**THE DATA:**
§ §
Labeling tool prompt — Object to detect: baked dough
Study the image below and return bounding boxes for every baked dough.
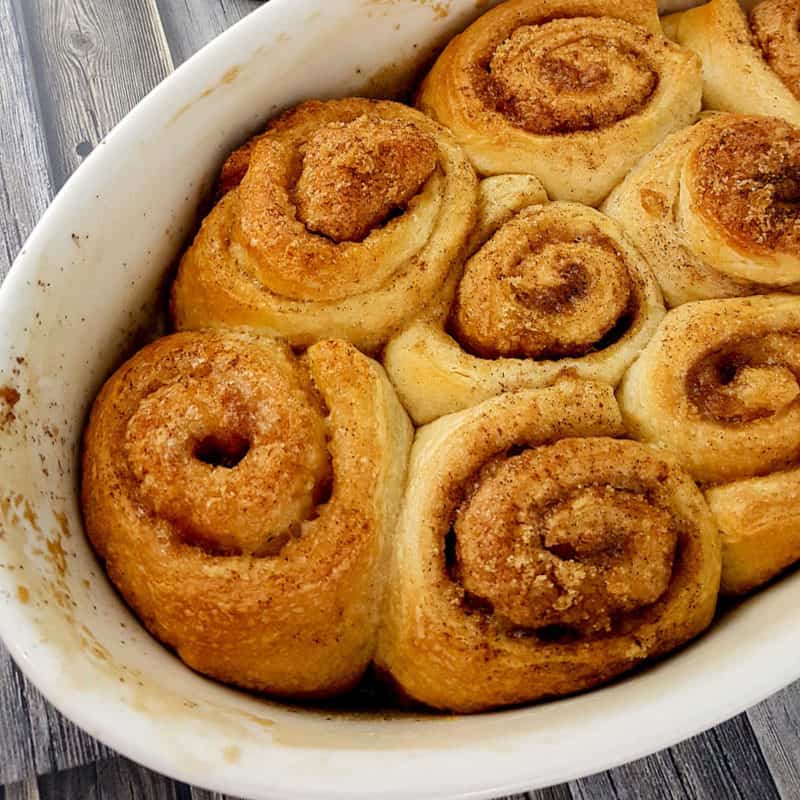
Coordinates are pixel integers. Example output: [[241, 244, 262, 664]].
§ §
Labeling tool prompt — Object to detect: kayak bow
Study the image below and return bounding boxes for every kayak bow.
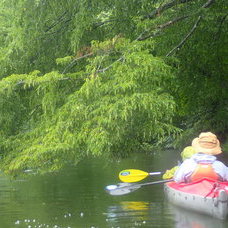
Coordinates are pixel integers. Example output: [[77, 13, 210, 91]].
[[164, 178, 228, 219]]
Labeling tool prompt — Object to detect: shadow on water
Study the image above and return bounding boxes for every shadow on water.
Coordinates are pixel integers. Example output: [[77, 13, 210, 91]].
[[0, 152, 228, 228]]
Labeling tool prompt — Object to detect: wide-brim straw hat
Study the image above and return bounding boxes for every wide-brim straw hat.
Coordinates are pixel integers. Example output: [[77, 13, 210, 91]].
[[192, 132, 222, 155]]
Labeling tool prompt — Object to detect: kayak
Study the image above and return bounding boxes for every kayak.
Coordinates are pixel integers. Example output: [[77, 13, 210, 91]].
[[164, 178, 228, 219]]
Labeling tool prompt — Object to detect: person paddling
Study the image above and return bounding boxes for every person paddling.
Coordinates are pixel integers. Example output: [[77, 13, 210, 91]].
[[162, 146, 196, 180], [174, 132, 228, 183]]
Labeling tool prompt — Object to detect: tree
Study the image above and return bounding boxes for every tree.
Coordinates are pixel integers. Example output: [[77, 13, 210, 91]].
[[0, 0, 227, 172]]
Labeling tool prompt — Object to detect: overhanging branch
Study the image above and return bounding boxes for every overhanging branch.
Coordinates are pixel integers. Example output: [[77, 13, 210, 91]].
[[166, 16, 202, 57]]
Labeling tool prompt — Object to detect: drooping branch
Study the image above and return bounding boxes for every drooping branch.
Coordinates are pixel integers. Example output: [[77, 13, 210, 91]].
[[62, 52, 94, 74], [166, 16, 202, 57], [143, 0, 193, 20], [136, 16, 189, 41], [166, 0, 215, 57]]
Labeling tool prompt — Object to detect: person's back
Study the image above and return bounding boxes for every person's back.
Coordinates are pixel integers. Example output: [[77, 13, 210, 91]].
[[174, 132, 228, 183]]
§ §
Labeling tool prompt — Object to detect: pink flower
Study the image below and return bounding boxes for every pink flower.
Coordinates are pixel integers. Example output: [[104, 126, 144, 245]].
§ §
**EXERCISE DETAILS:** Turn everything from the line containing "Labeling tool prompt — Object to detect: wide-brim" down to the line containing "[[0, 0, 227, 172]]" into a Markdown table, including both of those lines and skipping any blank lines. Use the columns No. for the row number and Line for the line itself.

**EXERCISE OUTPUT:**
| No. | Line |
|---|---|
| 1 | Labeling tool prompt — Object to detect: wide-brim straw hat |
| 2 | Study the image above and return bounding boxes for every wide-brim straw hat. |
| 3 | Coordinates are pixel integers. Example output: [[77, 13, 210, 91]]. |
| 4 | [[192, 132, 222, 155]] |
| 5 | Labeling tool prompt — Object to detect: kayak |
| 6 | Study the image above and return bounding boxes for every kayak. |
| 7 | Coordinates are pixel integers. Example output: [[77, 13, 210, 91]]. |
| 8 | [[164, 178, 228, 219]] |
| 9 | Labeling tool prompt — Object to detect: person paddling |
| 10 | Study the image above and return bounding boxes for every person paddling. |
| 11 | Coordinates are pixel integers. Example output: [[77, 13, 210, 91]]. |
| 12 | [[162, 146, 196, 180], [174, 132, 228, 183]] |
| 13 | Labeling tool prompt — Object to detect: tree |
| 14 | Study the image above and return bounding boxes for every tree. |
| 15 | Coordinates are pixel integers. Example output: [[77, 13, 210, 91]]. |
| 16 | [[0, 0, 227, 172]] |